Rewrite the lines below as a numbered list, leaving out any blank lines.

─── INFORMATION SUPPLIED

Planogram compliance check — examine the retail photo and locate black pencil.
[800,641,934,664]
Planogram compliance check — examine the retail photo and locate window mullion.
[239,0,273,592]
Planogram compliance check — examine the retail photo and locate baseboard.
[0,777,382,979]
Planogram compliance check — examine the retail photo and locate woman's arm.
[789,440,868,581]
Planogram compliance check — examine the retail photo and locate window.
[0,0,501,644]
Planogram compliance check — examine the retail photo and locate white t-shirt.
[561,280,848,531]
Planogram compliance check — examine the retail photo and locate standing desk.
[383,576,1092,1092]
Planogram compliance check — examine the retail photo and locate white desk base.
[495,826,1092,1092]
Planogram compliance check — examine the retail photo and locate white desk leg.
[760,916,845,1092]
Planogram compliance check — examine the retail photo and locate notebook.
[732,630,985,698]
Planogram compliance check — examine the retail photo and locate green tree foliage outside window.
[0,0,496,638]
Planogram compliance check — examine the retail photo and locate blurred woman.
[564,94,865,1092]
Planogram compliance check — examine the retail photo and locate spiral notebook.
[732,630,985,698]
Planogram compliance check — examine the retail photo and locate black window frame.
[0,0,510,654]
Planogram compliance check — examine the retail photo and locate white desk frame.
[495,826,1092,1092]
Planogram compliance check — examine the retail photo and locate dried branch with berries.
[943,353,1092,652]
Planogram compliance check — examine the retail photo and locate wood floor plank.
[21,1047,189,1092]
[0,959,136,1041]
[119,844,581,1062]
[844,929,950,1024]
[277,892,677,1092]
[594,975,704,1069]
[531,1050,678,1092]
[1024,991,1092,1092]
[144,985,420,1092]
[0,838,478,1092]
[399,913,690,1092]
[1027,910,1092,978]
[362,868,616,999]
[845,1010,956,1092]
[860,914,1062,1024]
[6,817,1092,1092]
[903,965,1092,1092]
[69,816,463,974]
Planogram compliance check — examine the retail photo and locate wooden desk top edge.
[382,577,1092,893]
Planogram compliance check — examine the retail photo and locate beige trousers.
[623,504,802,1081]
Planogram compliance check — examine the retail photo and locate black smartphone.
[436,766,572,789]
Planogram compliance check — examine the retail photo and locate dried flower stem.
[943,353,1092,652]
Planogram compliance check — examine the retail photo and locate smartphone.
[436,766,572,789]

──────

(ANSWER TO THIS EXERCISE):
1. Planogram compliance check — examine the retail photo and locate black pencil.
2. [800,641,934,664]
3. Planogram compliance check — examine the retail photo and locate window mullion.
4. [239,0,273,592]
5. Planogram compliance check — examine the retail photo and locate baseboard.
6. [0,777,382,979]
7. Planogram compliance check — examine the retail photo and locate woman's arm.
8. [789,440,868,581]
9. Planogram compliance check — examine the retail photo and locate window.
10. [0,0,501,644]
11. Planogram compliance check — examine the retail photo and locate white t-shirt.
12. [561,280,848,531]
13. Planogram compliance check — examine the retail photo and locate standing desk.
14. [383,576,1092,1092]
15. Planogram compliance check — examine the retail photo and locate white desk base.
16. [495,826,1092,1092]
17. Planogram compliance check — examine the retail photo and locate white desk leg.
18. [760,916,845,1092]
19. Planogram compliance check — examine the retail photo and locate notebook.
20. [732,630,985,698]
21. Planogram compliance check — examine the retail photo and locate green tree foliage outside window.
22. [0,0,496,638]
23. Planogram compliance check — examine the retail photo and locate blurred woman.
24. [564,94,865,1092]
25. Planogram compliance check — examine the retail photo and locate spiral notebook.
26. [732,630,985,698]
27. Planogram compliance check — examine the retail photo and locate black window frame.
28. [0,0,510,654]
29. Planogram compliance check — examine the retail photo and locate white desk frame.
30. [495,826,1092,1092]
31. Planogram compliance check — examine the retail photo and locate dried branch with berries.
32. [943,353,1092,652]
33. Planogram compliance check — examine the retail photo and locate wood floor plank.
34. [21,1047,189,1092]
35. [0,959,136,1041]
36. [119,844,581,1062]
37. [844,929,950,1024]
38. [277,892,677,1092]
39. [594,975,704,1069]
40. [531,1050,678,1092]
41. [1024,991,1092,1092]
42. [144,985,420,1092]
43. [0,838,478,1092]
44. [399,913,690,1092]
45. [1027,910,1092,978]
46. [362,868,616,999]
47. [845,1010,956,1092]
48. [860,914,1062,1024]
49. [6,817,1092,1092]
50. [903,965,1092,1092]
51. [69,816,463,974]
52. Planogram compliance check — examine the retail photo and locate wooden desk top edge.
53. [382,577,1092,893]
54. Planogram compliance check — examine the retail photo and locate beige trousers.
55. [623,504,802,1081]
56. Planogram compliance check — examine the retail photo and locate black smartphone.
57. [436,766,572,789]
58. Planogram compliance check — examine the retail photo and locate dried flower stem.
59. [943,353,1092,652]
60. Planogram compliance check — examine the retail photo and locate smartphone.
61. [436,766,572,789]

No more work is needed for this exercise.